╭─ INFORMATION SUPPLIED

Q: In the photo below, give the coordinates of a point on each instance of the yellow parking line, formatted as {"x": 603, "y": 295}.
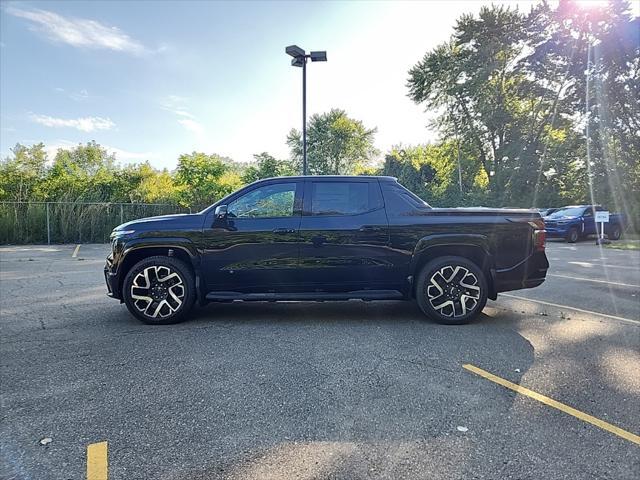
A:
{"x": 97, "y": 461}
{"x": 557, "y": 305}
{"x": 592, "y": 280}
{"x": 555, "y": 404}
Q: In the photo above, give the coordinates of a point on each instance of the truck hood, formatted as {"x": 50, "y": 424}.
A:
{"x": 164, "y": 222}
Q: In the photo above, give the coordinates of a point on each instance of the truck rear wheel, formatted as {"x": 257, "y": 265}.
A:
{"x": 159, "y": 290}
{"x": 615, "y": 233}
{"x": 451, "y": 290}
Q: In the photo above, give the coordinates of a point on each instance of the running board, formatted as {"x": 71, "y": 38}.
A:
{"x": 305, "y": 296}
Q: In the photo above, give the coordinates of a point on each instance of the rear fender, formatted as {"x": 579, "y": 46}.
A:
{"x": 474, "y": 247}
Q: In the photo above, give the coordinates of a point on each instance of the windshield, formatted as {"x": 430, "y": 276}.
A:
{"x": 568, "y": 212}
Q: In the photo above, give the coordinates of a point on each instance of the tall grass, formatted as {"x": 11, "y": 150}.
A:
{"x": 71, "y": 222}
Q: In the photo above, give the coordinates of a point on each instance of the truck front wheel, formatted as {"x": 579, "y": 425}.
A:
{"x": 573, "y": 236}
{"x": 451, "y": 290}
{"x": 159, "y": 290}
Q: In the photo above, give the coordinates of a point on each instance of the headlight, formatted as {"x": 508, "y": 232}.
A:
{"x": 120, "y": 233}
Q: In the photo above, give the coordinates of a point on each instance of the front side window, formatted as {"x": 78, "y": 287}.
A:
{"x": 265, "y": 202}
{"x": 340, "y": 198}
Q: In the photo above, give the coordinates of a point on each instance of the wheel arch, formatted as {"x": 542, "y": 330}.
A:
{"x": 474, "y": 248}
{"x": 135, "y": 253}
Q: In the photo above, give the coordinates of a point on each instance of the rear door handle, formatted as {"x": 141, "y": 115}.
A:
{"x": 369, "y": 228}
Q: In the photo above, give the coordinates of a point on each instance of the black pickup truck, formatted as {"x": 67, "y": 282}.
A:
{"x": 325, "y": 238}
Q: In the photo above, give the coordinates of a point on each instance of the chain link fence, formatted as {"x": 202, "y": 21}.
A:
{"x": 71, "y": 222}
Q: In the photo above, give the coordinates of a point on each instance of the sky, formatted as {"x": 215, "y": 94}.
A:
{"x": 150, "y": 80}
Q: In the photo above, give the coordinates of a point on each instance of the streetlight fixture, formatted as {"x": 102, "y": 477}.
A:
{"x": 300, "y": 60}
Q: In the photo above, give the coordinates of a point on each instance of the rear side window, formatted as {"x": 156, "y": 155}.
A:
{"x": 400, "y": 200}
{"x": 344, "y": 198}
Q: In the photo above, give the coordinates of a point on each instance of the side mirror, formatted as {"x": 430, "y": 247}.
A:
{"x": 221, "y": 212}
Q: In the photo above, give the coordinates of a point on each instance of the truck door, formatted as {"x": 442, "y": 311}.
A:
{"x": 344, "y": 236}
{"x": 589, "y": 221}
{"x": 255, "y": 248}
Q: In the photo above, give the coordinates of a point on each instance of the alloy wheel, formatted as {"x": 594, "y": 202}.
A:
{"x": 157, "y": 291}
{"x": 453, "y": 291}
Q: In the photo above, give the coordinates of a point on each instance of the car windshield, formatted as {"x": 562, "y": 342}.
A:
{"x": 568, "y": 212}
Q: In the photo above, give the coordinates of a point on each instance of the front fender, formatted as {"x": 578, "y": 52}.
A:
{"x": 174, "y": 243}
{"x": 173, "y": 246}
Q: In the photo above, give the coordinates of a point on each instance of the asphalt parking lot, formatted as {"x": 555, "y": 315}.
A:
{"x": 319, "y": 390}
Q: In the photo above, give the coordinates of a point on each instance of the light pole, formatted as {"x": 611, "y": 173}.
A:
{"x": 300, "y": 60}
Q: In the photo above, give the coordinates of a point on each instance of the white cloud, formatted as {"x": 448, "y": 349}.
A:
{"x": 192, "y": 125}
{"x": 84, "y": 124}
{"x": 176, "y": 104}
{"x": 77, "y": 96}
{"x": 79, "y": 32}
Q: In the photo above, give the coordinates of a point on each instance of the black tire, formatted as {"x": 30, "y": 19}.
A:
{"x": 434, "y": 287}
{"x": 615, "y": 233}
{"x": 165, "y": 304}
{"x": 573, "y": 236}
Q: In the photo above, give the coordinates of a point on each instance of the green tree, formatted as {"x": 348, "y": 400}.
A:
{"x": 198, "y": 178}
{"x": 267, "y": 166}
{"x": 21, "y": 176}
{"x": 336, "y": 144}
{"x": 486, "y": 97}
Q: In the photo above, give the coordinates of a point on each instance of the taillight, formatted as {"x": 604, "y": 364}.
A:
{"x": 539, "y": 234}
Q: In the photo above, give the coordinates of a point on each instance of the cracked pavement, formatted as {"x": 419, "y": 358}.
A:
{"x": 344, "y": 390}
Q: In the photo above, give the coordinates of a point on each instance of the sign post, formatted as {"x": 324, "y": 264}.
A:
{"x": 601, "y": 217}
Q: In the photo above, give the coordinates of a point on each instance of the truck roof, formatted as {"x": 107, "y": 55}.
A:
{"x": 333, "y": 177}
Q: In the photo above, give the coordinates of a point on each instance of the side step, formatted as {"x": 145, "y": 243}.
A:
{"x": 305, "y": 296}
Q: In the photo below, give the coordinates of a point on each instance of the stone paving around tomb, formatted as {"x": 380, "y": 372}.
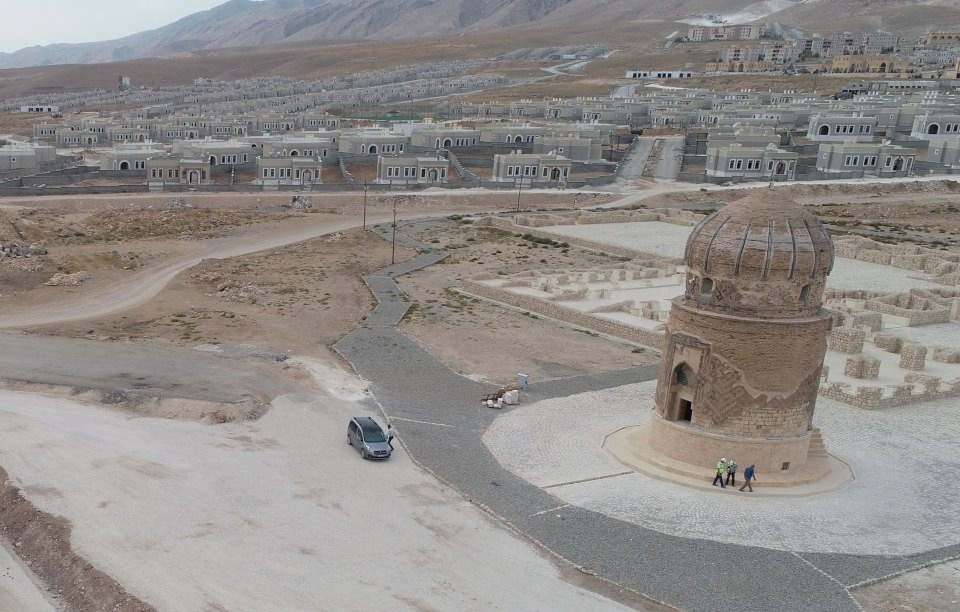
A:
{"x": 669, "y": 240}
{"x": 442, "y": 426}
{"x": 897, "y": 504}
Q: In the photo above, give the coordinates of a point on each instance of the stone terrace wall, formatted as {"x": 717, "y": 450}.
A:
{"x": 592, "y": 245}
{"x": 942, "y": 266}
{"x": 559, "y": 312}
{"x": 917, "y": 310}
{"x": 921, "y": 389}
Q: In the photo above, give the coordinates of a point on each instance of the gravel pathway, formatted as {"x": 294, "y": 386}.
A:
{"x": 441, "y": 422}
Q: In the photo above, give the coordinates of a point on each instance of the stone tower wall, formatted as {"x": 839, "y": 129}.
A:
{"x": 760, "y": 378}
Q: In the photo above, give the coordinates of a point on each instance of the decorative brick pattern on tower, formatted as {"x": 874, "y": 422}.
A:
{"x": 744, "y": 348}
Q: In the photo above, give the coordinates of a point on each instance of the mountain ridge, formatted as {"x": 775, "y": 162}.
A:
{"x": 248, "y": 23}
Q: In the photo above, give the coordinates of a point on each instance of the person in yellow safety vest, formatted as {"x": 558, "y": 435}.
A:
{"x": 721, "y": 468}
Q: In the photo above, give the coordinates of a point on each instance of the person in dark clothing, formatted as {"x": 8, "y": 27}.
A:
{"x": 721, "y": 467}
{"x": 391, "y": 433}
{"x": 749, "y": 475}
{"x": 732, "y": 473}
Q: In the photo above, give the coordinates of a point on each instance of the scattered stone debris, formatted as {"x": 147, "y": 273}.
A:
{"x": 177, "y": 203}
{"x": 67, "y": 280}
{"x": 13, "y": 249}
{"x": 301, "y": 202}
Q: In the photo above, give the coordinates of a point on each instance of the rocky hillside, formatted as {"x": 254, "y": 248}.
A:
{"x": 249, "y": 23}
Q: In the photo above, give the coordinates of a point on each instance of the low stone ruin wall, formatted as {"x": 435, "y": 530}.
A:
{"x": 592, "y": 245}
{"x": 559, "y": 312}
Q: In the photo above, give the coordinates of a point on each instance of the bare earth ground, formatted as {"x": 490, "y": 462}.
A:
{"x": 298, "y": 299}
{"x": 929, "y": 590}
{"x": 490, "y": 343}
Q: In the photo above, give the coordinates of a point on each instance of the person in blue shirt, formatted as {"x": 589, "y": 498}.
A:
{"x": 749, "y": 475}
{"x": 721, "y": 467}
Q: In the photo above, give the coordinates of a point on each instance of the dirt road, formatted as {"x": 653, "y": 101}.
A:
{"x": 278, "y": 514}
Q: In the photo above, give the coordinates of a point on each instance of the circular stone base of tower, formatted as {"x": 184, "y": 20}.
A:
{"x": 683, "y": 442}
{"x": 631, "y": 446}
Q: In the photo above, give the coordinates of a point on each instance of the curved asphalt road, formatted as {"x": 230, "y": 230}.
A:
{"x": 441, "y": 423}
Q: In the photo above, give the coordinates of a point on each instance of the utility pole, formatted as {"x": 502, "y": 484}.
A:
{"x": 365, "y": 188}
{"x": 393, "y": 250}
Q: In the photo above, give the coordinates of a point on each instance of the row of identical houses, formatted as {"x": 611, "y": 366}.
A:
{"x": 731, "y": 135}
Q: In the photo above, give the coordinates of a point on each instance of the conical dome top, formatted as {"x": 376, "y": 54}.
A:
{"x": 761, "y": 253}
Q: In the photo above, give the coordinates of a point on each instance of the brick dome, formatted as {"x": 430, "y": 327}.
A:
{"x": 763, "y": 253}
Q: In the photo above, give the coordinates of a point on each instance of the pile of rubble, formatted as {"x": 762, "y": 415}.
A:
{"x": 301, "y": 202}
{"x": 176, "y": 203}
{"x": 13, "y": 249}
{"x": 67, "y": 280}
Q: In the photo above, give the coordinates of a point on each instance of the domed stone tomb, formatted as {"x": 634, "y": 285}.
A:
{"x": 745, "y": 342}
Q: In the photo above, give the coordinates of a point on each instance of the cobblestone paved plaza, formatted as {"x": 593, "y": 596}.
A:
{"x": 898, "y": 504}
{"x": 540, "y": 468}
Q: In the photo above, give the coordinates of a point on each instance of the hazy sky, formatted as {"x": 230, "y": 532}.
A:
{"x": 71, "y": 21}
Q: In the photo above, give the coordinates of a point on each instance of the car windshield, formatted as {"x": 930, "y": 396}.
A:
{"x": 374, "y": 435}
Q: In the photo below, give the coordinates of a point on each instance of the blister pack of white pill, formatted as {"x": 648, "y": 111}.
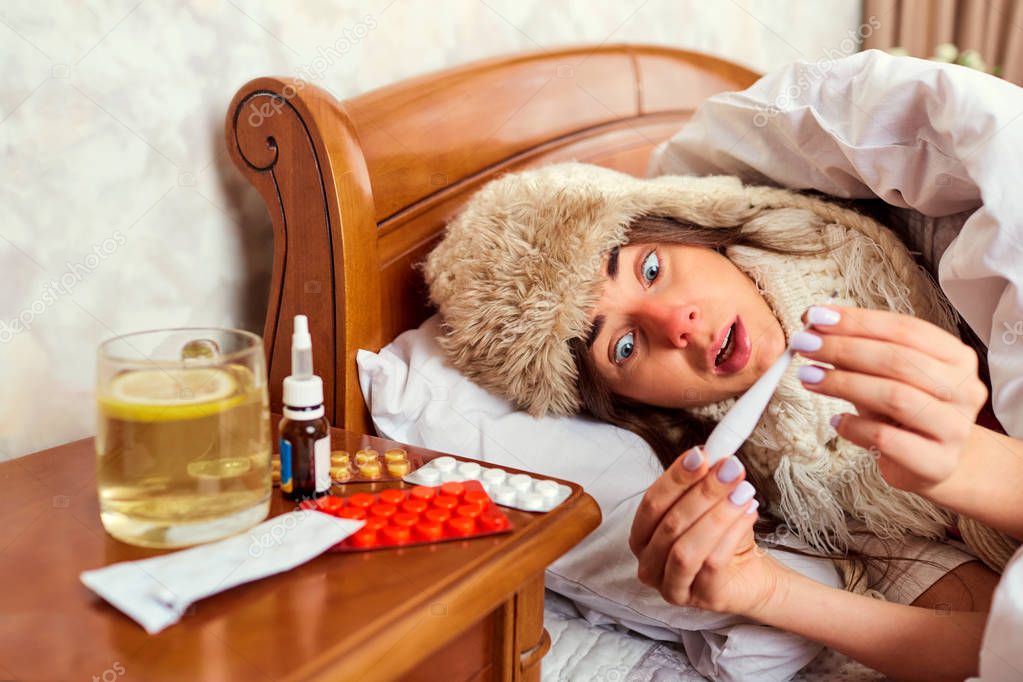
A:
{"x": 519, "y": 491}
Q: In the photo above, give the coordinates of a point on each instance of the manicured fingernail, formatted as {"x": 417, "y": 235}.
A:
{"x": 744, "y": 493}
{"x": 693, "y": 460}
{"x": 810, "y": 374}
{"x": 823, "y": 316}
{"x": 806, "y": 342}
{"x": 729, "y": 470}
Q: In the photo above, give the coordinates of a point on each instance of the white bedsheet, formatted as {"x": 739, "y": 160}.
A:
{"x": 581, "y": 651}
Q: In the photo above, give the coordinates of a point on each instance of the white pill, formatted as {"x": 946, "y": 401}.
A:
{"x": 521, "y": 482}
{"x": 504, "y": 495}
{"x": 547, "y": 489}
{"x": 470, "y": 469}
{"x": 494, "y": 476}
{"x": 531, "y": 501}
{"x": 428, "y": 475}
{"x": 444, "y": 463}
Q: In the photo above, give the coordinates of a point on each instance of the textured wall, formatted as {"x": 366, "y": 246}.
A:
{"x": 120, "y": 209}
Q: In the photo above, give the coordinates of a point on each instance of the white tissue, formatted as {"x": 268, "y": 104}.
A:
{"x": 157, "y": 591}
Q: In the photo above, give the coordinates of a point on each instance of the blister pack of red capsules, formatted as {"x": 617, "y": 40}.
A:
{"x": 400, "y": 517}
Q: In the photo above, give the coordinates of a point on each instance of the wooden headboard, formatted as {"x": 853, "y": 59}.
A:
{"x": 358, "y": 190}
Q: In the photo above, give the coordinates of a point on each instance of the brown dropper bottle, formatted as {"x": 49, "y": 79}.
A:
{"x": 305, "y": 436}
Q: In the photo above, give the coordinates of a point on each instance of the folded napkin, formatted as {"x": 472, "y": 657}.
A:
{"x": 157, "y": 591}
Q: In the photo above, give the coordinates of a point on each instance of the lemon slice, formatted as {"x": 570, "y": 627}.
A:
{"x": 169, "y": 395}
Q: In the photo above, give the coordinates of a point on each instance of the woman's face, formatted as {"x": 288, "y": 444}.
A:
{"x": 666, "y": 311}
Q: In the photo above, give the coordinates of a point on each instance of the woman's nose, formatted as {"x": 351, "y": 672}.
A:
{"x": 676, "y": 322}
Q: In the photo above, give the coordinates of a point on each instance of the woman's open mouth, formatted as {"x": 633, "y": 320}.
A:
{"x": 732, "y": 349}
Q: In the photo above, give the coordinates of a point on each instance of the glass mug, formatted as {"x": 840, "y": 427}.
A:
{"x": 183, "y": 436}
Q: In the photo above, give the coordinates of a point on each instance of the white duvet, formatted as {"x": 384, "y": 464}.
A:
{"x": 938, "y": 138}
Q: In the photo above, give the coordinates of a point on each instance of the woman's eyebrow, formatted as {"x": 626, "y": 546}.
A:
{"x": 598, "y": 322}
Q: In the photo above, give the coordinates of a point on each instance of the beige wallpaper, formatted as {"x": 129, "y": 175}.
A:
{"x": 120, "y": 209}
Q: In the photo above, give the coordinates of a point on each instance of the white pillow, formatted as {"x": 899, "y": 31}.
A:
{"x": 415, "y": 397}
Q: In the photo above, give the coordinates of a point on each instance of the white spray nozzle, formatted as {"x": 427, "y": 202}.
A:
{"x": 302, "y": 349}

╰─

EXERCISE
Report the number of lines in the entries where the word "door" occurs, and add nothing else.

THE ANSWER
2